◆ **REQUIRED ACTION**: Continue the passage about Pierce The Veil recording their album, picking up right after its last sentence.

It was all part of the fun, says Vic, of really “living in the album” – something he wholeheartedly endeavours to do each time Pierce The Veil record. Having found an “amazing home” to suit their needs courtesy of producer Paul Meany’s realtor friend, the band set up drums in the dining room and a studio in the living room, and struck the perfect balance of working every day but also still being able to enjoy their surroundings.
“We could walk down to the water or to coffee shops and ride bikes around there,” Vic remembers. “The weather was flawless. And parades would happen outside of our door while we were recording! The energy was really, really fun. We would hang out at night and cook dinner and watch movies.
“I think it brought the three of us – me, Tony and Jaime – closer together in that experience,” he adds, more importantly. “We talked a lot, we had a lot of good communication and it really strengthened our bond, making that record at a time when I think we really needed it the most. This album really brought us back together as friends.”
It was even more vital following the completely uninspiring time that was the pandemic. Having penned “a few songs” after Pierce The Veil came off the road in 2017 but not gotten “super far” into things, Vic essentially took a two-year break from writing during COVID.

◆ **RECORD EXTRACTS**:
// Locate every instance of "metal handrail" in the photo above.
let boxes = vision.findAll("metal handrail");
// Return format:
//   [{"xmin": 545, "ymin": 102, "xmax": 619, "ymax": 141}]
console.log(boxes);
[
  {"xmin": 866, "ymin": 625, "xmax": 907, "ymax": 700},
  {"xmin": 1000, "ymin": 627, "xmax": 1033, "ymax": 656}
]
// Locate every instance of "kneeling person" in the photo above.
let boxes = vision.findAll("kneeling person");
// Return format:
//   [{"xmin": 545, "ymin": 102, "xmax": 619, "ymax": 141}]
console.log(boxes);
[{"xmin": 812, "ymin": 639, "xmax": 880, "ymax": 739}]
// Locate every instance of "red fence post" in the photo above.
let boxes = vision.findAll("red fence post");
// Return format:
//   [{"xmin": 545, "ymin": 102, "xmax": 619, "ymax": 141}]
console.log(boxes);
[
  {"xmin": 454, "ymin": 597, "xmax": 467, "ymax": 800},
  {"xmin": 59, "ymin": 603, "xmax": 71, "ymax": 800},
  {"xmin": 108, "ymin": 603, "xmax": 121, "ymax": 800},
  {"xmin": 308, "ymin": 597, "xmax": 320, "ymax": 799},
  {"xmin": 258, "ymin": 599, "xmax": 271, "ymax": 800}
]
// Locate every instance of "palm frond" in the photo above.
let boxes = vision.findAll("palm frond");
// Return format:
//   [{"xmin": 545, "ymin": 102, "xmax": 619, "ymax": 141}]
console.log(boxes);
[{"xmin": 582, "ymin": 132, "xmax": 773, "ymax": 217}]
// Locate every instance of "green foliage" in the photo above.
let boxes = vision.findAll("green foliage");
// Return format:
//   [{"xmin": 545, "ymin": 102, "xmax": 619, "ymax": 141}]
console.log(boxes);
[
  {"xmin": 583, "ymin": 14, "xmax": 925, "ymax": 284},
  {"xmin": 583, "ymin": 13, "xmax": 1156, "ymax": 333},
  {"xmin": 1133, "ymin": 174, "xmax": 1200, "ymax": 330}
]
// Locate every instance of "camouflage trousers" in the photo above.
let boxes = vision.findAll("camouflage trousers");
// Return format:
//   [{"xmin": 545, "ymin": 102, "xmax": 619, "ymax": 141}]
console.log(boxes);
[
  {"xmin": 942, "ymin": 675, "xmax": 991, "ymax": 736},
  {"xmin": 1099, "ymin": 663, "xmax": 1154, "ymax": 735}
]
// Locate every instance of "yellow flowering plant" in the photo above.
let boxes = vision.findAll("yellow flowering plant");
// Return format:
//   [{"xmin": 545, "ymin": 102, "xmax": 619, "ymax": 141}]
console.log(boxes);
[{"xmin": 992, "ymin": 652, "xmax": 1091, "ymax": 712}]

==

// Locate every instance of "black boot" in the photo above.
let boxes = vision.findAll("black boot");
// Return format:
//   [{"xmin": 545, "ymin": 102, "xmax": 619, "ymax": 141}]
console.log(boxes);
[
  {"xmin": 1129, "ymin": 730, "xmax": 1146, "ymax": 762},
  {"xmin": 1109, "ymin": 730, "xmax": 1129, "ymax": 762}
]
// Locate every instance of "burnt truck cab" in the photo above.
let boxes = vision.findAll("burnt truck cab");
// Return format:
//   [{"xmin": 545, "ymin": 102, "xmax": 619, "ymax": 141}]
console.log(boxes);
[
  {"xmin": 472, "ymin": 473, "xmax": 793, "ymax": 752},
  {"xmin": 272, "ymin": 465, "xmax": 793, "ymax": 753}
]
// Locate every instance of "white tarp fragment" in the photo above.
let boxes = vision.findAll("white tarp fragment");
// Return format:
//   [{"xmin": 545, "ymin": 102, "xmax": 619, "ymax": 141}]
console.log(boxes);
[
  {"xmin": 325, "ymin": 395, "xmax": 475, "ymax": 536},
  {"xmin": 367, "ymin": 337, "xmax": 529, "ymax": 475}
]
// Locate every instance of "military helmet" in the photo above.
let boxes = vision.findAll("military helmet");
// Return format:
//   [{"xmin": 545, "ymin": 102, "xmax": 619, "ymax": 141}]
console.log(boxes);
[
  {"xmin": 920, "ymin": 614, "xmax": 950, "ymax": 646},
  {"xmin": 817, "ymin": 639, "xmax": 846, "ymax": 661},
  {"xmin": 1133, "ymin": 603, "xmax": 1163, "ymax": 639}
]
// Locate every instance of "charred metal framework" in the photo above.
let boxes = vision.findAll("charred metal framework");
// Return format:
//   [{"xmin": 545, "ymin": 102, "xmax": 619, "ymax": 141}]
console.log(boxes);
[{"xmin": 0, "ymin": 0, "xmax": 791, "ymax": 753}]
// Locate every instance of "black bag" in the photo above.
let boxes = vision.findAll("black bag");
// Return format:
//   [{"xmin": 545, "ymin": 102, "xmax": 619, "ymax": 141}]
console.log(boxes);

◆ **EXPECTED ANSWER**:
“I just wasn’t one of those artists who was inspired by the pandemic,” he admits. “Because some artists thrived – they were so inspired making new music and stuff. And I was just not one of those people! I was just more introverted, hanging at home and riding it out.”
When they headed east to get recording, then, there was plenty of work to be done. Though Vic came as a man relatively prepared, the trio allowed room for Paul (frontman of Mutemath, and co-producer of twenty one pilots’ two most recent albums, Trench and Scaled And Icy) to work his magic.
“I think what we were excited about with Paul was that he is an artist,” says Vic, full of praise for his new collaborator. “He’s not just a producer – he has a really cool band. We wanted to work with somebody who had that perspective, and we really needed more of a challenge: someone to kind of battle with us a little bit, and fight for what he thinks is the best version of the song. We definitely got that from Paul. And we had a lot of lot of battles over the songs, which was awesome! I really wanted somebody to have an opinion, and care enough to have one.”
How hostile did these “battles” get?
“We’re pretty civilised people,” Vic laughs, “so we weren’t fighting or anything, but there were definitely a lot of strong feelings about the songs: of what I like versus what he liked. He was always like, ‘At the end of the day, this is your song, and you’re the one who has to go out and play it.’ We would always have the final call, but he did really challenge us to change some of the songs in ways that I never even imagined we would.”